• Task to carry out
Copy verbatim the lines of the entries below, beginning with the line that contains "630, row 976." and continuing through the line that contains "column 883, row 883", including both of those lines.

• Stored data
------------------------------------

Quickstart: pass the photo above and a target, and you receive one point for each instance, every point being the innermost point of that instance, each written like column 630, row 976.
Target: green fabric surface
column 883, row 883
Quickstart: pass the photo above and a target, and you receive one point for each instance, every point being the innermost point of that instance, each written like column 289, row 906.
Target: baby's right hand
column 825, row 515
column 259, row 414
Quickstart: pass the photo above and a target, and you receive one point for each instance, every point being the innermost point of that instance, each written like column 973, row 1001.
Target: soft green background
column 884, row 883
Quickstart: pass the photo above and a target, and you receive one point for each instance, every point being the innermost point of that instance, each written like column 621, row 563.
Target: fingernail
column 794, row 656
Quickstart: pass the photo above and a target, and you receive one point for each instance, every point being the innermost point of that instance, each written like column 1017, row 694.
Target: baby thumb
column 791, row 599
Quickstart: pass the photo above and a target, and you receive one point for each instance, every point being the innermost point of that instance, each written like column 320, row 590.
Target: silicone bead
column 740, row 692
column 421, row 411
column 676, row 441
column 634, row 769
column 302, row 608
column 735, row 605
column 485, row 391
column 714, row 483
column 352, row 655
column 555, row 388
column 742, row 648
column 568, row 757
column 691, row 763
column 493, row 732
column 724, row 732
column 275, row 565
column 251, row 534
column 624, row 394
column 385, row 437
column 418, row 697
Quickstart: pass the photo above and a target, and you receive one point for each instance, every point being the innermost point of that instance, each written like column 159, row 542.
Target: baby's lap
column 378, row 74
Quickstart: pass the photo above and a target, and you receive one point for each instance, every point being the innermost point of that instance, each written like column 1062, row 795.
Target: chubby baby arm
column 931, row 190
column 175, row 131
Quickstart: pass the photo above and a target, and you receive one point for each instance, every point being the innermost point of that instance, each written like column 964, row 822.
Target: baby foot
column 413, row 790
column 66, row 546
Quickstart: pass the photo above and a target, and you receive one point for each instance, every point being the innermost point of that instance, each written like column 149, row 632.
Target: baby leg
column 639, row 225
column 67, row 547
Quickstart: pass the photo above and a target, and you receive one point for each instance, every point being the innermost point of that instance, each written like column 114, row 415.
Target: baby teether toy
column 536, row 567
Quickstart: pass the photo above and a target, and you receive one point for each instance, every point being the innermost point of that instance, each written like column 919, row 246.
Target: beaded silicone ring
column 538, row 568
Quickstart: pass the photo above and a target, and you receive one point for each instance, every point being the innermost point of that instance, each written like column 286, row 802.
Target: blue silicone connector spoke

------------------------------------

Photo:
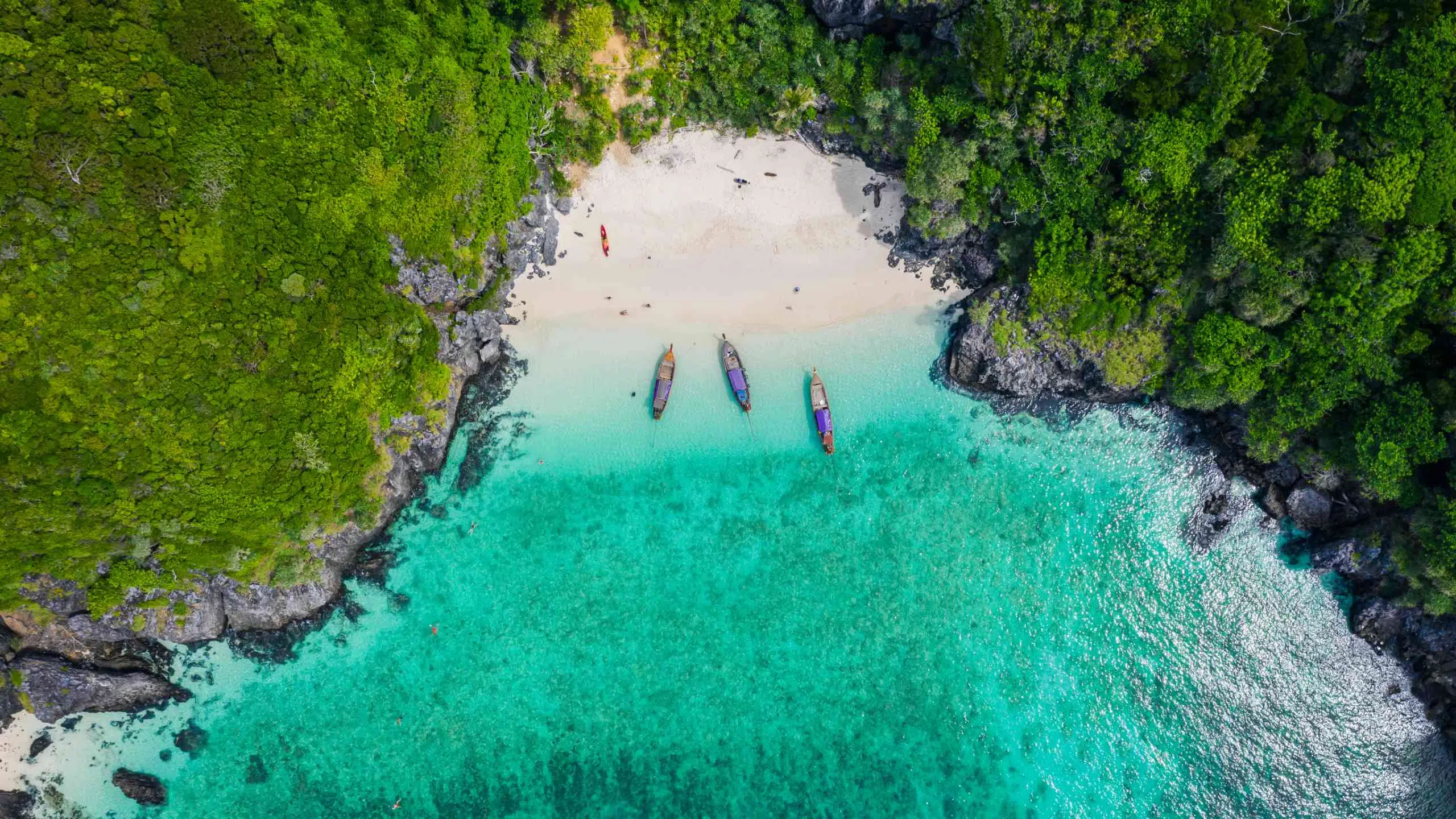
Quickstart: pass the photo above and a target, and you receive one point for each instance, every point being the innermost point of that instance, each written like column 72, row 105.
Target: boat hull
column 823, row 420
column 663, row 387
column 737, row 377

------------------------------------

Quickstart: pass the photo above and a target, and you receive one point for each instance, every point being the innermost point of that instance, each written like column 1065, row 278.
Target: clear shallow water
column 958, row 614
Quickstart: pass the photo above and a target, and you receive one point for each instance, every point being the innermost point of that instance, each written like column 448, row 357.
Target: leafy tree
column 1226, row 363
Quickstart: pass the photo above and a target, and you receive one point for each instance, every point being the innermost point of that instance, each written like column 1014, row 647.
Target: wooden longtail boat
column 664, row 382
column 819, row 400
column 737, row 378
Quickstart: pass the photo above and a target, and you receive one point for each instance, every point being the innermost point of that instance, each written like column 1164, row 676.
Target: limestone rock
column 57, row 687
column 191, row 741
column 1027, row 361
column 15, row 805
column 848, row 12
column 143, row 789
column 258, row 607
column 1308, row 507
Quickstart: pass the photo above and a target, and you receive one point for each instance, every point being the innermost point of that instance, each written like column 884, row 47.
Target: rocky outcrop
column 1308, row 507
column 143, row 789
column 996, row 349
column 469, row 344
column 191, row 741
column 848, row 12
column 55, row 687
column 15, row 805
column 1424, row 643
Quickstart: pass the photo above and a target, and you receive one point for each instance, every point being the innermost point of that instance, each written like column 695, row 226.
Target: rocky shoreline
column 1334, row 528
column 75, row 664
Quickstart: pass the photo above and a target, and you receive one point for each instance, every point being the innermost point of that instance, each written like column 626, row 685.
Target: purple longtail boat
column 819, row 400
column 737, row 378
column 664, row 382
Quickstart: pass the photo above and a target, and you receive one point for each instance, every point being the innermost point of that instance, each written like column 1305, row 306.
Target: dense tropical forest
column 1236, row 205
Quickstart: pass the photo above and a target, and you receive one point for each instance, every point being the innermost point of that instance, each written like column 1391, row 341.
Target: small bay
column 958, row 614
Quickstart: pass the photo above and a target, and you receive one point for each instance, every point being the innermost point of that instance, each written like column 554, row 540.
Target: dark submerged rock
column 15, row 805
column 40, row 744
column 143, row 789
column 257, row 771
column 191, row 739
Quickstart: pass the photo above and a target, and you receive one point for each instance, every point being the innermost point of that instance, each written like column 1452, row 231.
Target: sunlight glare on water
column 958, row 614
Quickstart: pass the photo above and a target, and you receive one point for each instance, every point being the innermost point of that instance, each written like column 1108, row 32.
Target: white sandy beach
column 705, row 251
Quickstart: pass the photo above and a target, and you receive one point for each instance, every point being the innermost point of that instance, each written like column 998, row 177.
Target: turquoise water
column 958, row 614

------------------------------------

• Answer to this exercise
Quickstart: pass the photo above and a target, and you receive one point for each instance, every point being the innermost point of that instance, each written like column 630, row 976.
Target: green fabric surface
column 883, row 883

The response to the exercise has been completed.